Please answer these from the article on Nissan's Iruyo:
(a) How old was the child on the road trip to the wedding?
(b) Whom did Nissan partner with to design Iruyo?
(c) What does the smaller Iruyo do when the child goes to sleep?

TEXT UNDER STUDY
........

Nissan’s Iruyo knows when your baby is sleeping, knows when they’re awake

Almost seven years ago, my partner and I took an ill-advised road trip for a wedding with our nearly one-month-old child. In those early days, our kid cried. A lot. Loudly. In the confines of an SUV, this meant a nightmare of constantly pulling over to try, desperately and often in vain, to quell the woes of this tiny fleshy sack full of our combined genetics that has no understanding of our world.

That’s where things like the “intelligent puppet” Iruyo, a two-piece, fluffy animatronic toy with the claimed ability to recognize when a child is sleeping, ostensibly comes in. Iruyo was designed by Nissan in partnership with an ad agency and a retail baby product chain (so we’re already off to a great start) as part of a marketing campaign to promote Nissan’s driver-assistance features, according to Wired. Iruyo reportedly uses similar tech to the automaker’s radar and camera sensing abilities to watch your child’s eyes and tell you when they’re sleeping. Here, get a load of it in this ad:

So, there’s the big Iruyo — a muppet-y robot that emotes with its hands and arms and can sing songs for your kid. If it detects that they’re sleeping, it relays that info back to a smaller Iruyo, which sits up front with you and apparently closes its eyes when your child goes to sleep so you know they’re resting. You know, like what you’d use a mirror for but pricier and less informational.

........

EXTRACTED INFORMATION
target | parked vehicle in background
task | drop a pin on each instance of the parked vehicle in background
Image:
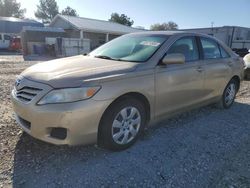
(247, 65)
(15, 44)
(112, 94)
(4, 41)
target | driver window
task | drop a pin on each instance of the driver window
(186, 46)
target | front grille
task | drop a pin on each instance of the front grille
(26, 93)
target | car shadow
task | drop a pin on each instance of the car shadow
(189, 149)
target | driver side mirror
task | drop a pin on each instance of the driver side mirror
(173, 59)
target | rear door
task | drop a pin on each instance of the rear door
(216, 66)
(179, 85)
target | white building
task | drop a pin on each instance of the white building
(235, 37)
(98, 31)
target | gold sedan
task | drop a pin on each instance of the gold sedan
(110, 95)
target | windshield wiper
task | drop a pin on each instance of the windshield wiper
(104, 57)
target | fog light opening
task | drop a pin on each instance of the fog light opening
(58, 133)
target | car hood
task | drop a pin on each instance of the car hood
(73, 71)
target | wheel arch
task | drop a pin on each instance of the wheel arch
(136, 95)
(237, 79)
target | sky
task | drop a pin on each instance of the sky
(186, 13)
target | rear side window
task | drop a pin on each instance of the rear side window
(186, 46)
(210, 49)
(224, 54)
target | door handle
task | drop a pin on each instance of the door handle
(199, 69)
(230, 63)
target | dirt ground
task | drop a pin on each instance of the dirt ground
(206, 147)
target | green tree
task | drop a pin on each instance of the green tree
(11, 8)
(121, 19)
(69, 11)
(164, 26)
(46, 10)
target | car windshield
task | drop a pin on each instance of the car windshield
(136, 48)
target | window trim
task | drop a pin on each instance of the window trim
(203, 55)
(221, 47)
(183, 37)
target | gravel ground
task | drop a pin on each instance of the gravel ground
(207, 147)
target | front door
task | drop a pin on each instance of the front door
(179, 85)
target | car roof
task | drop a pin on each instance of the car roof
(171, 33)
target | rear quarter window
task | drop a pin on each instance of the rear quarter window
(7, 37)
(224, 53)
(210, 49)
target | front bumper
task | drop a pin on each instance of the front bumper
(79, 119)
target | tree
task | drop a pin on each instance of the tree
(11, 8)
(47, 10)
(164, 26)
(121, 19)
(69, 11)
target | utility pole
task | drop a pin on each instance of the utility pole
(212, 28)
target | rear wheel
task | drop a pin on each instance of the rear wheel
(122, 124)
(229, 94)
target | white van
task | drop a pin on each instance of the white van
(4, 41)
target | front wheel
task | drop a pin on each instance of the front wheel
(122, 124)
(229, 94)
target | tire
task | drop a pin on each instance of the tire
(122, 124)
(229, 94)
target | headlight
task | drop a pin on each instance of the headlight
(68, 95)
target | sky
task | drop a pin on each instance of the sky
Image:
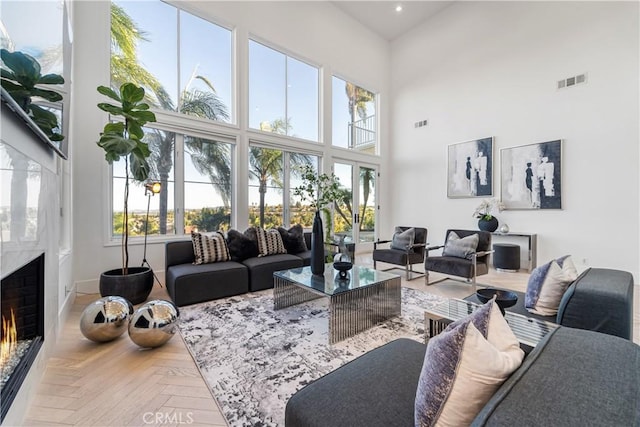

........

EXERCISE ANSWER
(a) Nearly one month old.
(b) An ad agency and a retail baby product chain.
(c) It closes its eyes.